--- Reading passage ---
-- Opening Marker --

Why must we be in a state of grace to receive Communion? Simply put, because Jesus Christ in the Eucharist is God—all-perfect, all-holy, all-love. To receive him in a state of sin is an offense against his goodness. Charles Belmonte teaches, “We should never dare to receive the Eucharist in the state of mortal sin. To do so is to abuse sacrilegiously the mercy of God. Only a shallow and false love, based on mere sentimentality, can bring us to such a detestable course of action. This mistreatment of the sacrament is a grave offense against God. St. Paul’s warning on this issue is quite clear: ‘Anyone who eats the bread or drinks the cup of the Lord unworthily will be behaving unworthily toward the body and blood of the Lord. Everyone is to recollect himself before eating this bread and drinking this cup; because a person who eats and drinks without recognizing the body is eating and drinking his own condemnation’ (1 Cor 11:27–29). […] Therefore, we cannot—and should not—receive our Lord with a soul dirtied by sin. If we realize we have a serious sin, even though we may seem to be contrite, we cannot go and receive the Holy Eucharist without previous sacramental confession” (Understanding the Mass, pp. 182–3).

Along these lines, Belmonte notes that St. Pope John Paul II taught, “The two sacraments of Reconciliation and the Eucharist remain closely linked. Without a continually renewed conversion and the reception of the sacramental grace of forgiveness, participation in the Eucharist would not reach its full redemptive efficacy… It is not only that Penance leads to the Eucharist, but that the Eucharist also leads to Penance. For when we realize who it is that we receive in Eucharistic Communion, there springs up almost spontaneously a sense of unworthiness, together with sorrow for our own sins and an interior need for purification” (Understanding the Mass, p. 184; John Paul II, Letter of Holy Thursday [1986], 8; DC, 7). Of course, we know we are unworthy to receive such an amazing gift, but we are obligated to do our best to be as prepared as we can be. That’s why regularly making use of the Sacrament of Reconciliation and striving to be in a state of grace is so important.

Priest giving absolution to a penitent during the Sacrament of Reconciliation

Hungry for God

Why fast for an hour before Communion? When we don’t eat, we become hungry. When we eat a lot, even if it is our favorite food, we don’t want more. Fasting is an age-old way of growing in hunger, in this case for the living God. Our hunger reminds us that we yearn to be filled up, that we yearn to have our hunger satisfied. This works for the body, but it also works for the soul. As we “clear out” room in our hearts through fasting, we realize that the empty space should be filled by God. As St. Augustine once famously said, the only one who really fills that hunger is God (“Our hearts are restless until they rest in Thee”). Fasting for an hour helps ensure that we are better focused on God for our nourishment and prepared to receive him in Holy Communion. Fasting before the Mass generally covers food and non-necessary drinks such as alcohol, soda, etc. Water is allowed, as well as medicines. For those who are seriously ill (hospital, nursing home, homebound) and for those who care for them, the rule of fasting does not apply. For example, a person in the hospital who is eating lunch when the priest comes is allowed to receive Communion. The same would be true for a nurse who just finished her lunch break when the priest arrives.

Having reviewed being properly disposed to receive Communion, next time we’ll review the official guidelines for receiving Communion. These guidelines continue to emphasize our belief in the true presence of Christ in the Eucharist and provide guidance for people of various backgrounds who might be present at Mass.

Priest praying over the altar while parishioners kneel in prayer with a crucifix in the background during Catholic Mass

For Reflection:

1. Review the ways you prepare for significant events in your daily or weekly routine. Heighten your awareness of the purpose of fasting before receiving Holy Communion by making intentional choices about how you spend that time before Mass.

2. Pray with St. Paul’s words to the Corinthians in 1 Corinthians 11:17–34. Consider what steps you can take to be more properly disposed to receive the gift of Holy Communion.

-- Closing Marker --

(Data for pointing to what a description refers to)
-- Opening Marker --

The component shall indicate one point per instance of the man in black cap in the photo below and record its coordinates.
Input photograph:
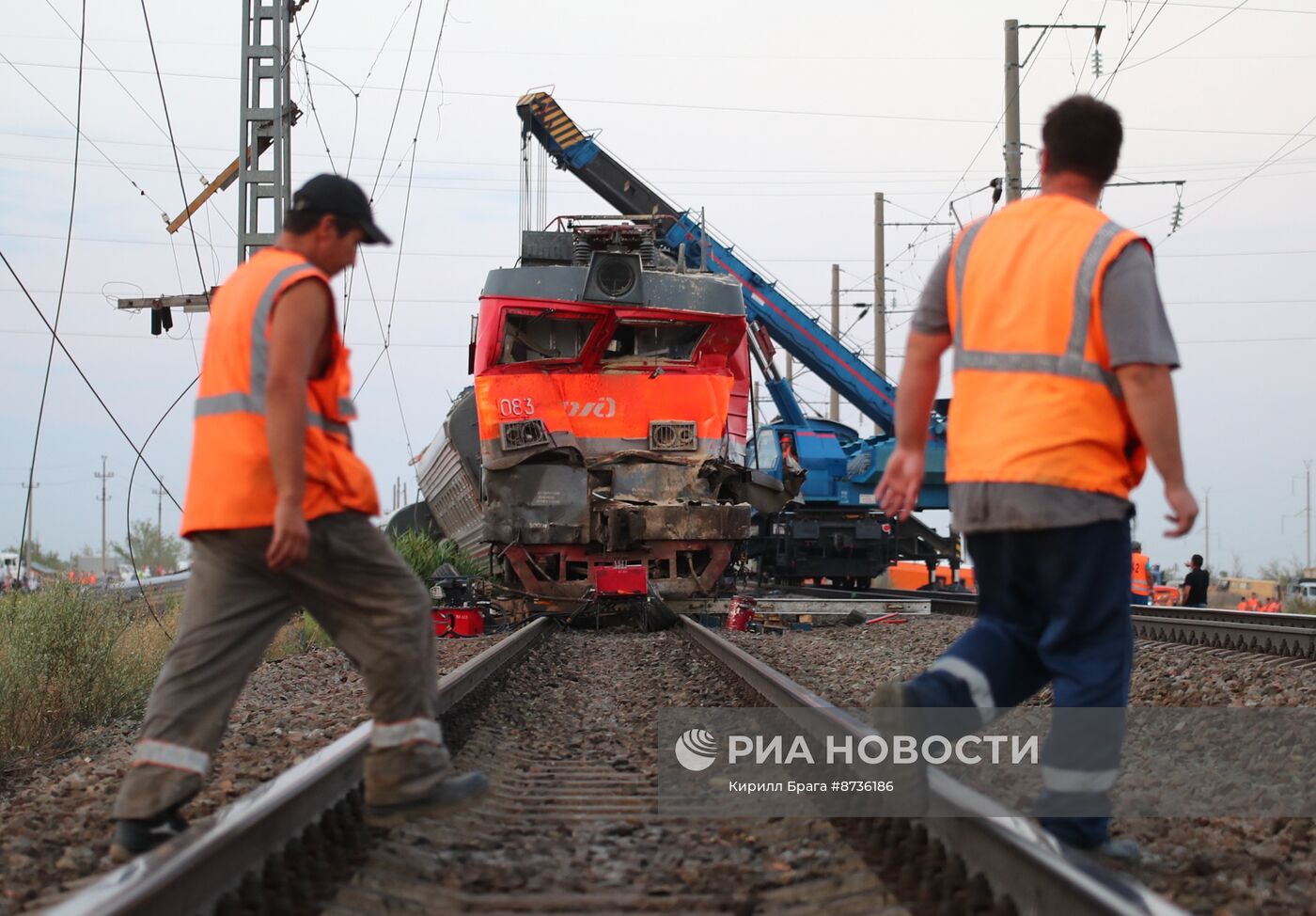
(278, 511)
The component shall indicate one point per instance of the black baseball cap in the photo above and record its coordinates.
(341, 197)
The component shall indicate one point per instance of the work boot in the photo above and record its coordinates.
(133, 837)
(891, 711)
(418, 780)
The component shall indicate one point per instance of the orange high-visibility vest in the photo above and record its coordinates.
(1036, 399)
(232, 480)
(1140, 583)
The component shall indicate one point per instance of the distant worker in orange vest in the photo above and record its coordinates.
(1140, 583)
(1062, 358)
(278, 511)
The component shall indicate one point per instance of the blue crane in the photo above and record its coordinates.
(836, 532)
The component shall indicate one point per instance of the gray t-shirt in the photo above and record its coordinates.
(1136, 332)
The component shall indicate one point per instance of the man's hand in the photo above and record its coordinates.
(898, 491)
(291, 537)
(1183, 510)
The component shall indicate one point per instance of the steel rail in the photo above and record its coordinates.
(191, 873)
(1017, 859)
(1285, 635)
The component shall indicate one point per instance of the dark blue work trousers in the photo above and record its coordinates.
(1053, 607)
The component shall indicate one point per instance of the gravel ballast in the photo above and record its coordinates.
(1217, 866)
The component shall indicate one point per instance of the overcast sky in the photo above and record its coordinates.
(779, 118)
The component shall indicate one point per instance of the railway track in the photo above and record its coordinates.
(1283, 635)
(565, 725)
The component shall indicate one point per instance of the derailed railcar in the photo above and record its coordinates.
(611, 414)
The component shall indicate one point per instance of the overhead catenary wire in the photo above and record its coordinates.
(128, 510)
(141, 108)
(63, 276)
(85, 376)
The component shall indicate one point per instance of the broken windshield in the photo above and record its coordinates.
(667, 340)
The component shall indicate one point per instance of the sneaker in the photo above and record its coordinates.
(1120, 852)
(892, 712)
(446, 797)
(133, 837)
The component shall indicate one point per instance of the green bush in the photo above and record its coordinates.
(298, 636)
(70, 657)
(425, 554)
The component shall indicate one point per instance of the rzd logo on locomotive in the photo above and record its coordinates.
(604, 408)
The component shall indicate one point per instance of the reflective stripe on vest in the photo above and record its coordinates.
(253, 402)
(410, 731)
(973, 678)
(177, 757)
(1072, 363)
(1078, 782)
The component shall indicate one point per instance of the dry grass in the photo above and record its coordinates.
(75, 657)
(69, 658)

-- Closing Marker --
-- Opening Marker --

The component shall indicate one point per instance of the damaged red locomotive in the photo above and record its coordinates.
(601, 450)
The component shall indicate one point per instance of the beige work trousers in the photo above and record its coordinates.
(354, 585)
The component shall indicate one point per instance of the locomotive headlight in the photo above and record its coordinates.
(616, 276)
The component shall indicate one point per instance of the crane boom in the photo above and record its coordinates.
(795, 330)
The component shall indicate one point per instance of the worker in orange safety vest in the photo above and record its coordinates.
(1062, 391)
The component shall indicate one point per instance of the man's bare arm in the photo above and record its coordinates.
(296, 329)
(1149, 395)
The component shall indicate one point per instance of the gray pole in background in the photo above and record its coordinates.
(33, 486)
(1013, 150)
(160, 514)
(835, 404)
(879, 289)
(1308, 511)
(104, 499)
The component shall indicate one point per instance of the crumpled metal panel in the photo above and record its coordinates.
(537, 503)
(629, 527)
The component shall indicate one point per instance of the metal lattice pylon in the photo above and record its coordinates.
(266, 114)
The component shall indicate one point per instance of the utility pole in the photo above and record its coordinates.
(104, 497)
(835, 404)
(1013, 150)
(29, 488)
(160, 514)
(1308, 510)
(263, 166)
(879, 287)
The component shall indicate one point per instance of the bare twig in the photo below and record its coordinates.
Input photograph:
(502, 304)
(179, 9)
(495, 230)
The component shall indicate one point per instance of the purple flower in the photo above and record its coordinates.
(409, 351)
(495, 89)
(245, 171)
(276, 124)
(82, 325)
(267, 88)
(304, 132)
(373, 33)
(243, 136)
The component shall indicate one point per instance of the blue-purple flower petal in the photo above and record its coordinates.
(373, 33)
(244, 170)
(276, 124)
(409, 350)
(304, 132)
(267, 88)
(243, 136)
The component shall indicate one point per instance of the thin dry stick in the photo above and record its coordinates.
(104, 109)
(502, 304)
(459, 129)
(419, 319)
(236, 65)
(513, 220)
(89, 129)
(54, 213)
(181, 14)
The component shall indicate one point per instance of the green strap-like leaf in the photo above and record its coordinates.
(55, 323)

-- Closing Marker --

--- Aim of the task ---
Repeat the passage of the text on preparing for Communion from "Having reviewed being" up to and including "time before Mass.".

--- Completed exercise ---
Having reviewed being properly disposed to receive Communion, next time we’ll review the official guidelines for receiving Communion. These guidelines continue to emphasize our belief in the true presence of Christ in the Eucharist and provide guidance for people of various backgrounds who might be present at Mass.

Priest praying over the altar while parishioners kneel in prayer with a crucifix in the background during Catholic Mass

For Reflection:

1. Review the ways you prepare for significant events in your daily or weekly routine. Heighten your awareness of the purpose of fasting before receiving Holy Communion by making intentional choices about how you spend that time before Mass.